◆ **Work instructions**
Every entry in the listing is to be reproduced exactly.

◆ **Material for this task**

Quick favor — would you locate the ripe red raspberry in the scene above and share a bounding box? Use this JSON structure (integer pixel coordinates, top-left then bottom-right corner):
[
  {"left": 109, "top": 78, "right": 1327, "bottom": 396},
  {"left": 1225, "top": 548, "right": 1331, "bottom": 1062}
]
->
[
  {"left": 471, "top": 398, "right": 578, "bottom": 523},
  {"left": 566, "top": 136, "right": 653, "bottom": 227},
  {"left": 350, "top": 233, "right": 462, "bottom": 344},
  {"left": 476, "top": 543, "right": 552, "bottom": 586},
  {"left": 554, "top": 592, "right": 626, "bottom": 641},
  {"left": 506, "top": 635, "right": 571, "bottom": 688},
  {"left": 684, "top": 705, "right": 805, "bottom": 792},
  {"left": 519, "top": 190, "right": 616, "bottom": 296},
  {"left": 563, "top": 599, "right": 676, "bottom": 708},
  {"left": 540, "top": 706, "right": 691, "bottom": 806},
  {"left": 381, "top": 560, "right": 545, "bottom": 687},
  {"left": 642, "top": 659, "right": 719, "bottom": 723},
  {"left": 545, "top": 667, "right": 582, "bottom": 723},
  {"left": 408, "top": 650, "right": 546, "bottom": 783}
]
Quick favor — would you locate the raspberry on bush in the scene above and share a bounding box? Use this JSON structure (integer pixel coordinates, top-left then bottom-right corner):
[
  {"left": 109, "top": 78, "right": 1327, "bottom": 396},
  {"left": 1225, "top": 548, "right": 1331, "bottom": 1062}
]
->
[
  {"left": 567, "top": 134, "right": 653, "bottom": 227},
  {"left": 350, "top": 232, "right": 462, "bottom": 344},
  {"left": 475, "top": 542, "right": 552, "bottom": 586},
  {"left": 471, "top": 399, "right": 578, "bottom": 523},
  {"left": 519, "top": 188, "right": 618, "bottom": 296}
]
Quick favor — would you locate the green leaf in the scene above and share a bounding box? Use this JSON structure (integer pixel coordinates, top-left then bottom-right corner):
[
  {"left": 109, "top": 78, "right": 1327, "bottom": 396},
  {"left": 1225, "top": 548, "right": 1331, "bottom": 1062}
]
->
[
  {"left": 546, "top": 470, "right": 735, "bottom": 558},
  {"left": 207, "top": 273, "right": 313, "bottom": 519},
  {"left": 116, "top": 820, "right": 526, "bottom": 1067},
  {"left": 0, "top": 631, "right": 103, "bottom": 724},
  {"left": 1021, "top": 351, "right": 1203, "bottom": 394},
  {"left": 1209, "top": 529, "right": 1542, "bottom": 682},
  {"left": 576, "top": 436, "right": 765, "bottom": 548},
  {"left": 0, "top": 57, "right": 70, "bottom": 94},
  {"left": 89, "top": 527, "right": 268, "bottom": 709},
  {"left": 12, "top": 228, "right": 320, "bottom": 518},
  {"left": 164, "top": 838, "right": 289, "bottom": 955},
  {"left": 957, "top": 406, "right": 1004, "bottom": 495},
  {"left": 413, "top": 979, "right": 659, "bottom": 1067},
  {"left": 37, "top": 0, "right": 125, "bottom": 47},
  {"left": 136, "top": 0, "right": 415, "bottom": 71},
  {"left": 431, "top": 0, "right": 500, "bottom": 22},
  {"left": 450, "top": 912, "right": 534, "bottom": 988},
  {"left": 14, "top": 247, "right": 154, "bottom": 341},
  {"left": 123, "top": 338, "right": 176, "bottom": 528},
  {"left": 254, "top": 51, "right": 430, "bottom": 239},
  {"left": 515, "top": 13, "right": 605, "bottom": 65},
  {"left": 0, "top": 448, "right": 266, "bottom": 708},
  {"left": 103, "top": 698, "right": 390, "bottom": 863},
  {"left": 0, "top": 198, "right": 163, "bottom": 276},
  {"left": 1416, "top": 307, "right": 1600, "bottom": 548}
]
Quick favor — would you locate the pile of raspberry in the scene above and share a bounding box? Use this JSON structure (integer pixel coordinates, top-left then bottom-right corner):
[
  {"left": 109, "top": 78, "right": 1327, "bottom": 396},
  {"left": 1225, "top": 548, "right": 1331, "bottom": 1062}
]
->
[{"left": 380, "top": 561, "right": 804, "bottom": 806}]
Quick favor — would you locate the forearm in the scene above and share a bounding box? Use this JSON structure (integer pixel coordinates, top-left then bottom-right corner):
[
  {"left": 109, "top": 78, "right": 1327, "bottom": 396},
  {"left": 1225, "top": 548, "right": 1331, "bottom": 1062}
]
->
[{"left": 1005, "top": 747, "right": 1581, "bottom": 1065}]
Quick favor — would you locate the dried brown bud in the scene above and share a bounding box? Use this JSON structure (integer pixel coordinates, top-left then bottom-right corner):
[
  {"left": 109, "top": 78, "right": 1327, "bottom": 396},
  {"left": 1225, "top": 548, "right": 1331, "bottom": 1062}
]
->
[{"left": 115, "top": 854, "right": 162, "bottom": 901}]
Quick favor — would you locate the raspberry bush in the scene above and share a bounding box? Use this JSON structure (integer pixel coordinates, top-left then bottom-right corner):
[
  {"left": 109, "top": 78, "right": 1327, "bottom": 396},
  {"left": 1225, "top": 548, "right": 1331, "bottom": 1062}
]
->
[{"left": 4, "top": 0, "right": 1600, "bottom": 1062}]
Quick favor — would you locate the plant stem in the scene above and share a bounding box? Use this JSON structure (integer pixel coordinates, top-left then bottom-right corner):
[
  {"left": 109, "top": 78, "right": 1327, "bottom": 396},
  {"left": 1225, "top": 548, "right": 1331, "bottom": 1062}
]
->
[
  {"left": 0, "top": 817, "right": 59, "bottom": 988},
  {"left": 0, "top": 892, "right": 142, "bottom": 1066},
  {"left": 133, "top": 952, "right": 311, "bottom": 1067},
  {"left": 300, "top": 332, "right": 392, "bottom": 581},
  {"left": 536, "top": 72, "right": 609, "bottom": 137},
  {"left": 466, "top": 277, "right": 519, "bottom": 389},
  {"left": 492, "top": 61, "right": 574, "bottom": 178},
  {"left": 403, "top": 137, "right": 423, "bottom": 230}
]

◆ **Output**
Quick favor — would you locate the ripe red raspberry in the scene above and share a bounding box? Use this JSON structure (integer pixel coordinates, top-left then bottom-right corner):
[
  {"left": 109, "top": 78, "right": 1327, "bottom": 396},
  {"left": 1225, "top": 548, "right": 1331, "bottom": 1062}
]
->
[
  {"left": 471, "top": 398, "right": 578, "bottom": 523},
  {"left": 566, "top": 136, "right": 653, "bottom": 227},
  {"left": 350, "top": 233, "right": 462, "bottom": 344},
  {"left": 476, "top": 543, "right": 552, "bottom": 586},
  {"left": 554, "top": 592, "right": 626, "bottom": 641},
  {"left": 506, "top": 635, "right": 571, "bottom": 688},
  {"left": 684, "top": 705, "right": 805, "bottom": 792},
  {"left": 519, "top": 190, "right": 616, "bottom": 296},
  {"left": 563, "top": 599, "right": 676, "bottom": 708},
  {"left": 540, "top": 706, "right": 691, "bottom": 806},
  {"left": 381, "top": 560, "right": 545, "bottom": 687},
  {"left": 642, "top": 659, "right": 719, "bottom": 723},
  {"left": 545, "top": 667, "right": 582, "bottom": 723},
  {"left": 408, "top": 650, "right": 546, "bottom": 783}
]
Quick favor — would you locate the raspberry on bush in the scene above and share a bounding box? Use this JSON structure (integer pixel coordinates, top-left then bottom-right corner):
[
  {"left": 109, "top": 78, "right": 1327, "bottom": 396},
  {"left": 1225, "top": 548, "right": 1331, "bottom": 1062}
]
->
[
  {"left": 567, "top": 134, "right": 653, "bottom": 227},
  {"left": 350, "top": 232, "right": 462, "bottom": 344},
  {"left": 475, "top": 542, "right": 552, "bottom": 586},
  {"left": 471, "top": 399, "right": 578, "bottom": 523},
  {"left": 519, "top": 188, "right": 618, "bottom": 296}
]
Quick favor — would you locate the green leaf in the scene above and share a bounding box? Use this JSON structure (integer pixel coordinates, top-left then bottom-right corner):
[
  {"left": 109, "top": 78, "right": 1327, "bottom": 396},
  {"left": 1225, "top": 548, "right": 1331, "bottom": 1062}
]
->
[
  {"left": 546, "top": 470, "right": 735, "bottom": 558},
  {"left": 207, "top": 273, "right": 313, "bottom": 519},
  {"left": 116, "top": 820, "right": 526, "bottom": 1067},
  {"left": 0, "top": 631, "right": 103, "bottom": 724},
  {"left": 1021, "top": 351, "right": 1203, "bottom": 394},
  {"left": 1209, "top": 529, "right": 1542, "bottom": 682},
  {"left": 576, "top": 436, "right": 765, "bottom": 548},
  {"left": 0, "top": 57, "right": 70, "bottom": 94},
  {"left": 89, "top": 527, "right": 268, "bottom": 709},
  {"left": 12, "top": 228, "right": 320, "bottom": 518},
  {"left": 164, "top": 838, "right": 289, "bottom": 955},
  {"left": 957, "top": 406, "right": 1004, "bottom": 495},
  {"left": 413, "top": 979, "right": 659, "bottom": 1067},
  {"left": 37, "top": 0, "right": 125, "bottom": 47},
  {"left": 136, "top": 0, "right": 415, "bottom": 71},
  {"left": 431, "top": 0, "right": 500, "bottom": 22},
  {"left": 450, "top": 912, "right": 534, "bottom": 988},
  {"left": 14, "top": 247, "right": 154, "bottom": 341},
  {"left": 123, "top": 338, "right": 176, "bottom": 528},
  {"left": 254, "top": 51, "right": 430, "bottom": 239},
  {"left": 515, "top": 13, "right": 605, "bottom": 65},
  {"left": 0, "top": 448, "right": 266, "bottom": 708},
  {"left": 103, "top": 698, "right": 390, "bottom": 863},
  {"left": 0, "top": 198, "right": 163, "bottom": 276},
  {"left": 1416, "top": 307, "right": 1600, "bottom": 548}
]
Quick favor — would you locate the pile of raspberry in the scene above and share a bounding box? Use this JSON structure (integer pixel coordinates, top-left then bottom-right corner):
[
  {"left": 109, "top": 78, "right": 1327, "bottom": 396},
  {"left": 1225, "top": 548, "right": 1331, "bottom": 1062}
]
->
[{"left": 380, "top": 561, "right": 804, "bottom": 806}]
Quick favor — would you locate the forearm in the scene above and share a bounding box? Use this JSON structure (integer pixel coordinates, top-left then bottom-right corner):
[
  {"left": 109, "top": 78, "right": 1327, "bottom": 396},
  {"left": 1225, "top": 548, "right": 1331, "bottom": 1062}
]
->
[{"left": 1005, "top": 747, "right": 1581, "bottom": 1065}]
Quick favor — would you locate the dried brown bud in the scene above and share a bounding box? Use this JSON structure (integer pixel coordinates, top-left then bottom-right corner):
[
  {"left": 109, "top": 78, "right": 1327, "bottom": 396},
  {"left": 1225, "top": 548, "right": 1331, "bottom": 1062}
]
->
[{"left": 115, "top": 854, "right": 162, "bottom": 901}]
Quick favor — would you locate the raspberry bush in the scene above and share a bounding box? Use this JSON structure (integer pixel coordinates, top-left then bottom-right corner):
[
  {"left": 109, "top": 78, "right": 1327, "bottom": 396},
  {"left": 1225, "top": 548, "right": 1331, "bottom": 1062}
]
->
[{"left": 4, "top": 0, "right": 1600, "bottom": 1062}]
Quick favor — would you locate the plant stem in the scene above and share a bounding box? Use this JSON structure (integer pixel coordinates, top-left then bottom-right corner):
[
  {"left": 109, "top": 78, "right": 1327, "bottom": 396},
  {"left": 1225, "top": 548, "right": 1331, "bottom": 1062}
]
->
[
  {"left": 0, "top": 817, "right": 59, "bottom": 988},
  {"left": 0, "top": 892, "right": 142, "bottom": 1066},
  {"left": 133, "top": 952, "right": 311, "bottom": 1067},
  {"left": 300, "top": 332, "right": 392, "bottom": 581},
  {"left": 536, "top": 72, "right": 609, "bottom": 137},
  {"left": 466, "top": 277, "right": 519, "bottom": 389},
  {"left": 492, "top": 61, "right": 574, "bottom": 178},
  {"left": 403, "top": 137, "right": 423, "bottom": 230}
]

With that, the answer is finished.